Monday, February 22, 2016

At the Trial

Here is my sermon from Sunday. The text was Luke 22:66-23:25:

In his excellent book, Jesus on Death Row, law professor, and United Methodist, Mark Osler, says that the trial of Jesus that we find in scripture is remarkably similar to what we see in capital cases today. At least at the 30,000 foot level this is a story in which we can find some similarities and understanding, and yet at the same time, if we try and apply our understanding of modern day trials, and the right to an attorney, and the right not to testify against yourself, and the presumption of innocence by the courts, then we will also miss much of what is taking place. That the story of Jesus’ trial is very different from what we know, and perhaps from what we also think we know about the trial.

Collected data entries
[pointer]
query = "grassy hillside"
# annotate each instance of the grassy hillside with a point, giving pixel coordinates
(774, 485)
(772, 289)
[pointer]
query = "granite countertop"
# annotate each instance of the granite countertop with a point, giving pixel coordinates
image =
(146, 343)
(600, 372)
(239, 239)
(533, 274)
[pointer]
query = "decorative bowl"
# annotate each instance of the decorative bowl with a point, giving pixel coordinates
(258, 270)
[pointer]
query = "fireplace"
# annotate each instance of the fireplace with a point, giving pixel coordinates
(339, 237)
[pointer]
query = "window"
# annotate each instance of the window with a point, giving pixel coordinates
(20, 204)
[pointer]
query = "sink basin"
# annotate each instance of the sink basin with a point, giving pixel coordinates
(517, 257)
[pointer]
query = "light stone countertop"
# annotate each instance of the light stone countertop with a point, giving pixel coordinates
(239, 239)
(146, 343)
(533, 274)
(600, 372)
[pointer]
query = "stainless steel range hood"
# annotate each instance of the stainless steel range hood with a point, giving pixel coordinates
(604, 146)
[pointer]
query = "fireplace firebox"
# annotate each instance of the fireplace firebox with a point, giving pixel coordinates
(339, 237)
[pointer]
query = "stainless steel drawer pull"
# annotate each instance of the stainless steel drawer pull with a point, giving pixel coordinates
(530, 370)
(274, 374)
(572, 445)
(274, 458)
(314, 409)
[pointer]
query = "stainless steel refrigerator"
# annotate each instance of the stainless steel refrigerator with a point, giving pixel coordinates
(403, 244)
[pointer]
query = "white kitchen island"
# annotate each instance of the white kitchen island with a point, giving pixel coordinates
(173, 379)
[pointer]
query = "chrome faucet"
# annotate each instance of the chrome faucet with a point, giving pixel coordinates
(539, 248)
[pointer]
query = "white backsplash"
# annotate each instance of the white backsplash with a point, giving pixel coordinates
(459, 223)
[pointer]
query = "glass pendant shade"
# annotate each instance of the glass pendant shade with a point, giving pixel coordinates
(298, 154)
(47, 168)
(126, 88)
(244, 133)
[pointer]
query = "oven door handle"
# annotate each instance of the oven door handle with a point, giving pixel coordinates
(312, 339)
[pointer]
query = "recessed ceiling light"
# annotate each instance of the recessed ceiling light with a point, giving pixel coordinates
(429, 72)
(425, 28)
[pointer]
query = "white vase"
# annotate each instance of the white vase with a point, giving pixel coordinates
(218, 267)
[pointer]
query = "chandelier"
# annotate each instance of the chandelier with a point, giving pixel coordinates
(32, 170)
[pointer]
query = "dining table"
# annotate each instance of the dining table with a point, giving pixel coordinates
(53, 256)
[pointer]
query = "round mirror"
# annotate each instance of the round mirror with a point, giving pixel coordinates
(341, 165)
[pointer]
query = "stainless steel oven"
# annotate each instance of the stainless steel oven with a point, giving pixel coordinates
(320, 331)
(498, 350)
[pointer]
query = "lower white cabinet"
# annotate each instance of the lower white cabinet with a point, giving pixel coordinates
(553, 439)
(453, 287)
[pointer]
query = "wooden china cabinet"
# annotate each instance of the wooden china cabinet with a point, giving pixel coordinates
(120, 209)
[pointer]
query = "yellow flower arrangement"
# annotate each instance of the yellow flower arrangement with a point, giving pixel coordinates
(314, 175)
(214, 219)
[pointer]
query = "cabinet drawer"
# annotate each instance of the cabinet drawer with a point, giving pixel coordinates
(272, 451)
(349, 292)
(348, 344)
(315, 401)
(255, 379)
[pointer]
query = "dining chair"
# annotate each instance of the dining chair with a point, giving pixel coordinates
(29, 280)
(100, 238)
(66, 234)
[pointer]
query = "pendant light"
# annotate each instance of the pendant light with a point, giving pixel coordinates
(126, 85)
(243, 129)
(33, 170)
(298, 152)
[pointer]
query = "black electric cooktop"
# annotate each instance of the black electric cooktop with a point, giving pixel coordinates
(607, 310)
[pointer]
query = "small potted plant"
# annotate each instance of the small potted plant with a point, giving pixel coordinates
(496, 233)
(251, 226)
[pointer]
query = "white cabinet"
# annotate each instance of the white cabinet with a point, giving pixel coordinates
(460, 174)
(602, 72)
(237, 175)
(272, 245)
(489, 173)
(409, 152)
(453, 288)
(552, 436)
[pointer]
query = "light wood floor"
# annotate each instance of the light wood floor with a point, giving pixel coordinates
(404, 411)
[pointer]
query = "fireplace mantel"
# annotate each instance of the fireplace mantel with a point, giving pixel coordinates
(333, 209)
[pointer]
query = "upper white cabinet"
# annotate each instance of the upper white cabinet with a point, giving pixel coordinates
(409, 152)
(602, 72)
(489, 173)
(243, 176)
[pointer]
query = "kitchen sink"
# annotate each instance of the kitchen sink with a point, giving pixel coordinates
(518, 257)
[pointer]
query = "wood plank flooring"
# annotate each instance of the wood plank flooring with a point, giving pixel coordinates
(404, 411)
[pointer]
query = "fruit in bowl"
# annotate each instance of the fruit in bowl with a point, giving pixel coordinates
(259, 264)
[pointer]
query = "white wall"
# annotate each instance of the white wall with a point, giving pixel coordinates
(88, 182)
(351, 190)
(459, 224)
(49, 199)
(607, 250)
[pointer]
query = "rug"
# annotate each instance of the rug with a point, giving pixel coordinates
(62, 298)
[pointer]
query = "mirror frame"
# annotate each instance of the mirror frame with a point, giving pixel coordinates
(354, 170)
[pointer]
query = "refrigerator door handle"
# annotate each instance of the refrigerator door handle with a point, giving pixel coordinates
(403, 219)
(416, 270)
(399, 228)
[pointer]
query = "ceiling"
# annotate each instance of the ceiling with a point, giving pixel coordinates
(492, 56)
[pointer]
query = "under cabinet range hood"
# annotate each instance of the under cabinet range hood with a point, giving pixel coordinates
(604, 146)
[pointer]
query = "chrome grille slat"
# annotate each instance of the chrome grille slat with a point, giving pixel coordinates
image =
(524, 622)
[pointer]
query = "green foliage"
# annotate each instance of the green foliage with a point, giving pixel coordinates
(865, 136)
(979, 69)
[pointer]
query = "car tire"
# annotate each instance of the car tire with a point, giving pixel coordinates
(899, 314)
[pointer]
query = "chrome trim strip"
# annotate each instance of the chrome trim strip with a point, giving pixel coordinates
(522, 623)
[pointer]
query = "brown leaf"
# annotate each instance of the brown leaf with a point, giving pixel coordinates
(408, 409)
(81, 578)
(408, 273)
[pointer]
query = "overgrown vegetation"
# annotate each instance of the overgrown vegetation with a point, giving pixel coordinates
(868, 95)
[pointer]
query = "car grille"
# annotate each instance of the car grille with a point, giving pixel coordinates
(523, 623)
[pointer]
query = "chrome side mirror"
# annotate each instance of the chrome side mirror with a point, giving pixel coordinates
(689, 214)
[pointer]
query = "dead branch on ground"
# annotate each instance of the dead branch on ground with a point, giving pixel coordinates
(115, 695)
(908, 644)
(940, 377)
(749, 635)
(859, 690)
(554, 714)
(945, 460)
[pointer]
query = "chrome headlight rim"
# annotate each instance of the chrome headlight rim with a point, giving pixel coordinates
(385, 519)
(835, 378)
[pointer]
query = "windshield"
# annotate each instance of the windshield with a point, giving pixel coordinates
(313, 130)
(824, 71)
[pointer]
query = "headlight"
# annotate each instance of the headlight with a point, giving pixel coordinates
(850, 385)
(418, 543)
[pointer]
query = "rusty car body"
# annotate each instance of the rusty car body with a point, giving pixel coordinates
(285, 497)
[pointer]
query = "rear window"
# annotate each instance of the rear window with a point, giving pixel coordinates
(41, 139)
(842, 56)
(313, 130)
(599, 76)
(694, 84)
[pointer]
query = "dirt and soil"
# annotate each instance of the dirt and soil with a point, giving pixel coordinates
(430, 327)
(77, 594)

### The problem
State whether each statement agrees with the sermon, answering yes or no and quoting the sermon's deciding words. (a) The scripture passage for the sermon was Luke 22:66-23:25. (b) Mark Osler is identified as a law professor. (c) According to Osler, the trial of Jesus in scripture is very different from capital cases today. Rely on the sermon alone, without drawing on the material.

### Response to this task
(a) Yes: "The text was Luke 22:66-23:25"
(b) Yes: "law professor, and United Methodist, Mark Osler"
(c) No: "the trial of Jesus that we find in scripture is remarkably similar to what we see in capital cases today"